▶ **Raw records**:

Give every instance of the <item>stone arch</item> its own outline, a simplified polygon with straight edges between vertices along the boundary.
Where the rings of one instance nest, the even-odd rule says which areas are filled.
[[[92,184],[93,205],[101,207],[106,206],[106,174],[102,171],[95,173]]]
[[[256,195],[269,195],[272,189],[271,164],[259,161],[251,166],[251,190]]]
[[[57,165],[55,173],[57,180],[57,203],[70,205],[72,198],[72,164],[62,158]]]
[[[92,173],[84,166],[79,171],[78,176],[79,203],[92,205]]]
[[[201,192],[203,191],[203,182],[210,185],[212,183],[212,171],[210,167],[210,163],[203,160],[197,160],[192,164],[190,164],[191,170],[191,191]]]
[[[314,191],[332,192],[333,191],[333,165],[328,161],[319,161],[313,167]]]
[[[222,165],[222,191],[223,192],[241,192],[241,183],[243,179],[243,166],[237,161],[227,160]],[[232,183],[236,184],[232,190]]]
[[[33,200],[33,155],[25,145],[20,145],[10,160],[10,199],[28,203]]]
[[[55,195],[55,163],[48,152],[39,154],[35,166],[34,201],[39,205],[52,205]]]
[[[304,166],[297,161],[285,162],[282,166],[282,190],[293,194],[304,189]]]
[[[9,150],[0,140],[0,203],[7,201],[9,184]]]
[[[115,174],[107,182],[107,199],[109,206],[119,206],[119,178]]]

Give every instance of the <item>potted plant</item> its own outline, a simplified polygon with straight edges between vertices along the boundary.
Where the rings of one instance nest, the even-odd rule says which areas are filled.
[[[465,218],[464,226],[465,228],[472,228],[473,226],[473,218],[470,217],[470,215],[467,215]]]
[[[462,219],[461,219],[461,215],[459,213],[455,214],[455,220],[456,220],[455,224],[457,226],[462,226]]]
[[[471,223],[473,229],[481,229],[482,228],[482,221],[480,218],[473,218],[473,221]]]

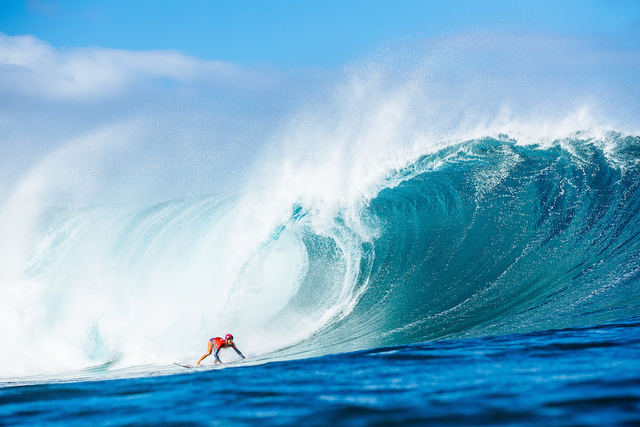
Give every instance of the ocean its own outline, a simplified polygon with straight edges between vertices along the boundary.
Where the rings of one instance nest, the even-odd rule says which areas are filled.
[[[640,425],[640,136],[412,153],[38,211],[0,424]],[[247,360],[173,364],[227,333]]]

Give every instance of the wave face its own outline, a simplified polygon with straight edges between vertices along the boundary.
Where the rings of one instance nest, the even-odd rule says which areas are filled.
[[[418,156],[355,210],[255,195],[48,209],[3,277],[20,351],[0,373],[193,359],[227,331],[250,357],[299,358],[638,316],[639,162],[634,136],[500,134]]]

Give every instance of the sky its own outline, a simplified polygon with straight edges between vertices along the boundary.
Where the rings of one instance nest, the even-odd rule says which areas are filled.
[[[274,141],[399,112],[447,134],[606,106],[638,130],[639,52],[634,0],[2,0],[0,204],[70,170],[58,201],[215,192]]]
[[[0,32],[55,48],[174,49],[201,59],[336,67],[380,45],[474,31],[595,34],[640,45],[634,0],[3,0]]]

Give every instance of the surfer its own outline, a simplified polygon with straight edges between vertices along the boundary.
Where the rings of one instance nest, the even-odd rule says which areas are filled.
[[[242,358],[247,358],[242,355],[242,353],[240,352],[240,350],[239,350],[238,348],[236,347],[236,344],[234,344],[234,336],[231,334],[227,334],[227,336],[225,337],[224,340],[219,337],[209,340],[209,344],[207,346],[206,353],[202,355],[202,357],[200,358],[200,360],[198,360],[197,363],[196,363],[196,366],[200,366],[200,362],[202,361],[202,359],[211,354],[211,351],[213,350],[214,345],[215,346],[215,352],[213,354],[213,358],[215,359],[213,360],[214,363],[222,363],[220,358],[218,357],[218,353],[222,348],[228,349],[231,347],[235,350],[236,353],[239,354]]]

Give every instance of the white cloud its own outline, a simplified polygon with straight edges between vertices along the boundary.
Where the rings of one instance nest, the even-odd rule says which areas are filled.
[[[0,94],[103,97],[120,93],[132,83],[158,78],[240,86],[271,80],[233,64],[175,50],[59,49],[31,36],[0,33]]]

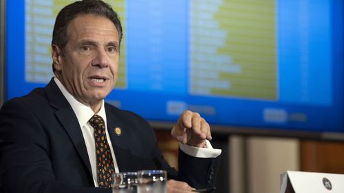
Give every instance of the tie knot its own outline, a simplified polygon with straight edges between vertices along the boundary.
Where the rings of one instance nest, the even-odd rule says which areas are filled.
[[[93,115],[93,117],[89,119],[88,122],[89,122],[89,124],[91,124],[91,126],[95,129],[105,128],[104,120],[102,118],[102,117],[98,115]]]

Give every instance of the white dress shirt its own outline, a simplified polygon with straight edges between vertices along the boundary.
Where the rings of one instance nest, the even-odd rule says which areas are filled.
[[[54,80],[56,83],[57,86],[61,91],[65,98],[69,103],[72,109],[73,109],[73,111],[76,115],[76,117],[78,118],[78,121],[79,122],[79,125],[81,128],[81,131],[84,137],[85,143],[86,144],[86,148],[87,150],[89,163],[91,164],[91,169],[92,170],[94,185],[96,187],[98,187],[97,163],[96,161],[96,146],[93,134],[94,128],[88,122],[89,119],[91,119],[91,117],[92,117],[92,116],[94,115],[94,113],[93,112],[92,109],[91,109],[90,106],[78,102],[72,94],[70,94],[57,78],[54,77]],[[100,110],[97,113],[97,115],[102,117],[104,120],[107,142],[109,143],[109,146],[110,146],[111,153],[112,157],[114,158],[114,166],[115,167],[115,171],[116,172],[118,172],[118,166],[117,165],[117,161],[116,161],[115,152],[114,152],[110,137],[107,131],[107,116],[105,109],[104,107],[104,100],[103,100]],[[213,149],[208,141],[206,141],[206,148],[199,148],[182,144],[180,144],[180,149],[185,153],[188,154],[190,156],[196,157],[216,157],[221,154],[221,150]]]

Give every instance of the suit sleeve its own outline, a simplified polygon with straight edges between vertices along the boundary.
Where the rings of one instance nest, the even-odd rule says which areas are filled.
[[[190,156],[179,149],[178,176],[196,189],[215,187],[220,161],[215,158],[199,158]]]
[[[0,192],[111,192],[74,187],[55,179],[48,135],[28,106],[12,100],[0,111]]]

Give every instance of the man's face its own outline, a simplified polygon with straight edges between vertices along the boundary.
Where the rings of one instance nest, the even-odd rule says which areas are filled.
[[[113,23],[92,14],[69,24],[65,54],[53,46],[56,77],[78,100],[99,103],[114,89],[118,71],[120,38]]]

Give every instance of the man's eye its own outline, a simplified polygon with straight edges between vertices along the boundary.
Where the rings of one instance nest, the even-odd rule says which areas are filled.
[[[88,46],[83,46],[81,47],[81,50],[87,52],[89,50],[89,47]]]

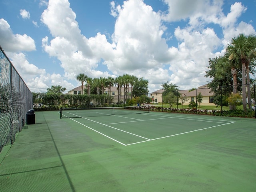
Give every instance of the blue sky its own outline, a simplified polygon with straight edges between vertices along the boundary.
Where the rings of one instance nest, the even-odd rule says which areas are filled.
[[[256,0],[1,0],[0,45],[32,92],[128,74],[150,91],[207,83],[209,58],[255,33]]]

▶ **Challenge**: Drop the pictures and reproduce the rest of the entries above exactly.

▶ **Correct answer**:
Give every instance of the <item>stone arch</item> its own outline, a simplified polygon with straight edges between vertices along the boundary.
Where the rings of one instance nest, the even-odd rule says which areas are filled.
[[[92,184],[93,205],[101,207],[106,206],[106,174],[102,171],[95,173]]]
[[[256,195],[269,195],[272,189],[271,164],[259,161],[251,166],[251,190]]]
[[[57,165],[55,173],[57,180],[57,203],[70,205],[72,198],[72,164],[62,158]]]
[[[92,173],[84,166],[79,171],[78,176],[79,203],[92,205]]]
[[[201,192],[203,191],[203,182],[210,185],[212,183],[212,171],[210,167],[210,163],[203,160],[197,160],[192,164],[190,164],[191,170],[191,191]]]
[[[314,191],[332,192],[333,191],[333,165],[328,161],[319,161],[313,167]]]
[[[222,165],[222,191],[223,192],[241,192],[241,183],[243,179],[243,166],[237,161],[227,160]],[[232,183],[236,184],[232,190]]]
[[[33,200],[33,155],[25,145],[20,145],[10,160],[10,199],[28,203]]]
[[[55,195],[55,163],[48,152],[39,154],[35,166],[34,201],[39,205],[52,205]]]
[[[304,166],[297,161],[285,162],[282,166],[282,190],[293,194],[304,189]]]
[[[9,150],[0,140],[0,203],[7,201],[9,184]]]
[[[115,174],[107,182],[107,199],[109,206],[119,206],[119,178]]]

Give every instance of the <item>potted plant</item> its own outline, a simplified polygon with straight edges between vertices along the boundary.
Where the rings of one instance nest, the even-odd rule says which areas are filled.
[[[465,218],[464,226],[465,228],[472,228],[473,226],[473,218],[470,217],[470,215],[467,215]]]
[[[462,219],[461,219],[461,215],[459,213],[455,214],[455,220],[456,220],[455,224],[457,226],[462,226]]]
[[[471,223],[473,229],[481,229],[482,228],[482,221],[480,218],[473,218],[473,221]]]

Give every instance of the ocean its own outline, a simplified polygon with straight edges between vertices along the boundary.
Where the rings of one instance nest, the even-odd rule says which areas are filled.
[[[640,425],[640,136],[412,153],[38,211],[0,424]],[[247,360],[173,364],[227,333]]]

Give every instance of the wave face its own outline, a simplified polygon with straight edges between vertices along the boundary.
Where the rings of one instance nest, the even-odd rule says which areas are filled.
[[[418,156],[355,210],[255,195],[48,209],[3,277],[20,351],[0,373],[193,359],[227,331],[250,357],[299,358],[638,316],[639,162],[634,136],[500,134]]]

Give every instance of the sky its own outline, a simplified polygon with straight edges between vertices along the boundary.
Where the rings of one instance nest, the even-odd rule says which areas are filled.
[[[274,141],[399,112],[447,134],[606,106],[638,130],[639,52],[634,0],[2,0],[0,204],[70,170],[58,201],[215,192]]]
[[[0,32],[55,48],[174,49],[201,59],[336,67],[380,45],[474,31],[595,34],[640,45],[634,0],[3,0]]]

Give every instance of the surfer its own outline, a simplified polygon with straight edges between vertices along the boundary.
Where the rings of one instance nest, the even-odd rule says which areas are filled.
[[[242,358],[247,358],[242,355],[242,353],[240,352],[240,350],[239,350],[238,348],[236,347],[236,344],[234,344],[234,336],[231,334],[227,334],[227,336],[225,337],[224,340],[219,337],[209,340],[209,344],[207,346],[206,353],[202,355],[202,357],[200,358],[200,360],[198,360],[197,363],[196,363],[196,366],[200,366],[200,362],[202,361],[202,359],[211,354],[211,351],[213,350],[214,345],[215,346],[215,352],[213,354],[213,358],[215,359],[213,360],[214,363],[222,363],[220,358],[218,357],[218,353],[222,348],[228,349],[231,347],[235,350],[236,353],[239,354]]]

Give every instance of the white cloud its own outline, a simplified polygon with straight edges between vertices along the boundary.
Where the rings of one instance nest, the even-odd rule says which areas are filled.
[[[0,94],[103,97],[120,93],[132,83],[158,78],[240,86],[271,80],[233,64],[175,50],[59,49],[31,36],[0,33]]]

Give every instance of the tie knot its own outline, a simplified polygon with straight edges between vertices along the boundary.
Where the rings of one instance nest, the even-odd rule says which areas are filled.
[[[93,115],[93,117],[89,119],[88,122],[89,122],[89,124],[91,124],[91,126],[95,129],[105,128],[104,120],[102,118],[102,117],[98,115]]]

Give every instance of the white dress shirt its own outline, a simplified polygon with straight edges between vertices along the boundary.
Where the rings of one instance nest, the even-odd rule says which areas are filled.
[[[54,80],[56,83],[57,86],[61,91],[65,98],[69,103],[72,109],[73,109],[73,111],[76,115],[76,117],[78,118],[78,121],[79,122],[79,125],[81,128],[81,131],[84,137],[85,143],[86,144],[86,148],[87,150],[89,163],[91,164],[91,169],[92,170],[94,185],[96,187],[98,187],[97,163],[96,161],[96,146],[93,134],[94,128],[88,122],[89,119],[91,119],[91,117],[92,117],[92,116],[94,115],[94,113],[93,112],[92,109],[91,109],[90,106],[78,102],[72,94],[70,94],[57,78],[54,77]],[[100,110],[97,113],[97,115],[102,117],[104,120],[107,142],[109,143],[109,146],[110,146],[111,153],[112,157],[114,158],[114,166],[115,167],[115,171],[116,172],[118,172],[118,166],[117,165],[117,161],[116,161],[115,152],[114,152],[110,137],[107,131],[107,116],[105,109],[104,107],[104,100],[103,100]],[[213,149],[208,141],[206,141],[206,148],[199,148],[182,144],[180,144],[180,149],[185,153],[188,154],[190,156],[196,157],[216,157],[221,154],[221,150]]]

Give every instance of the suit sleeve its own outline, a simplified polygon with straight edges between vertices along the boundary.
Where the rings of one instance nest, the even-odd rule says which areas are filled.
[[[190,156],[179,149],[178,176],[196,189],[215,187],[220,161],[215,158],[199,158]]]
[[[0,192],[111,192],[74,187],[55,179],[48,135],[28,106],[12,100],[0,111]]]

Give every instance of the man's face its own outline, a simplified polygon with straight edges between vertices along the boundary.
Where the rings of one instance nest, the even-odd rule says which areas are filled.
[[[113,23],[92,14],[69,24],[65,54],[53,46],[56,77],[78,100],[99,103],[114,89],[118,71],[120,38]]]

Give every instance of the man's eye its own outline, a simplified polygon with straight edges between vertices along the boundary.
Where the rings of one instance nest, the even-odd rule says which areas are filled.
[[[88,46],[83,46],[81,47],[81,50],[87,52],[89,50],[89,47]]]

Give every instance of the blue sky its own outline, a simplified polygon with straight edges between vertices along the boundary.
Where the rings of one instance nest, the even-odd rule says which areas are filled.
[[[256,0],[1,0],[0,45],[32,92],[128,74],[150,91],[207,83],[209,58],[255,33]]]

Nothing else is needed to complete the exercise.